Records of labeled points:
------

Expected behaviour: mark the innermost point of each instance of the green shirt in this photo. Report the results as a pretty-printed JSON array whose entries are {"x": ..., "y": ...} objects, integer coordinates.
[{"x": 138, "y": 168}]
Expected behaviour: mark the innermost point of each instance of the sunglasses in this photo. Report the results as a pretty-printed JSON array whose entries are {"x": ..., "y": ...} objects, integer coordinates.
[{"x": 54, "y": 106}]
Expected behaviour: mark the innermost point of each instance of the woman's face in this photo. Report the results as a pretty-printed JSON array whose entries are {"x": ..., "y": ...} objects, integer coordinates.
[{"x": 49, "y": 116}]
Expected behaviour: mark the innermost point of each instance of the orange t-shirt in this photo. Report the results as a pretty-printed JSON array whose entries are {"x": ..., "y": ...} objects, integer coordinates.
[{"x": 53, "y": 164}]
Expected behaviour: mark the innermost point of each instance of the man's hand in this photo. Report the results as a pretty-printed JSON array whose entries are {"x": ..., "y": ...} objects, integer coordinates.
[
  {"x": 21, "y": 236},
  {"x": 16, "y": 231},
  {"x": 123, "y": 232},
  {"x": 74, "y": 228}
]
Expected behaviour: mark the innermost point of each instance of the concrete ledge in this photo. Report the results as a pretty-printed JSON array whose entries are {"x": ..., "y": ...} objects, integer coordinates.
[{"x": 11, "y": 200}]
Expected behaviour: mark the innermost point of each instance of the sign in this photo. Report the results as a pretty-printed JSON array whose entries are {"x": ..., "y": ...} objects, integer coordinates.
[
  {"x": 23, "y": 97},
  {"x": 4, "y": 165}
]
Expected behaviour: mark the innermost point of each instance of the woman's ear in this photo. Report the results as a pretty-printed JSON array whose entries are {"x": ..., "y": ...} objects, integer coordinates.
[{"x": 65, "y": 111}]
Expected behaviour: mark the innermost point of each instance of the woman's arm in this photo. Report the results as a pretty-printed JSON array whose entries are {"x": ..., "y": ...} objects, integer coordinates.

------

SHORT PROBLEM: Repeat exactly the lines from the one containing "the woman's face" through the last line of the records above, both included, and nothing else.

WRITTEN REPLY:
Expected behaviour: mark the innermost point of each instance of the woman's face in this photo. Report the results as a pretty-printed JSON array whose entries are {"x": ..., "y": ...} objects, integer coordinates.
[{"x": 49, "y": 116}]
Expected behaviour: mark the innermost point of each instance of the orange t-shirt in this photo. Report the results as a pretty-printed JSON array whose entries are {"x": ..., "y": ...} objects, integer coordinates.
[{"x": 53, "y": 164}]
Expected behaviour: mark the innermost point of each instance of the man's hand in this photo. Report the results as a pretty-printed JSON array whose entries are {"x": ..., "y": ...} objects, integer coordinates.
[
  {"x": 21, "y": 236},
  {"x": 16, "y": 231},
  {"x": 123, "y": 232},
  {"x": 74, "y": 228}
]
Expected behaviour: mark the innermost point of each instance of the concrete ledge in this photo. Report the results as a pretty-printed JSON array whose entries are {"x": ..., "y": ...} objects, integer coordinates.
[{"x": 11, "y": 200}]
Expected behaviour: mark the innermost point of each instance of the sign in this photo. Report the results as a pretty-printed JSON array whose entries are {"x": ..., "y": ...} objects, integer coordinates.
[
  {"x": 23, "y": 97},
  {"x": 4, "y": 165}
]
Expected behaviour: mark the innermost point of each instance of the woman's ear in this photo. Report the results as a pretty-printed JSON array whose entries are {"x": ..., "y": ...} objects, integer coordinates.
[{"x": 65, "y": 111}]
Expected behaviour: mark the innermost point of each instance of the woman's arm in this photo. Report the results as a pretty-printed JSON array whose entries are {"x": ..., "y": ...} objects, integer coordinates.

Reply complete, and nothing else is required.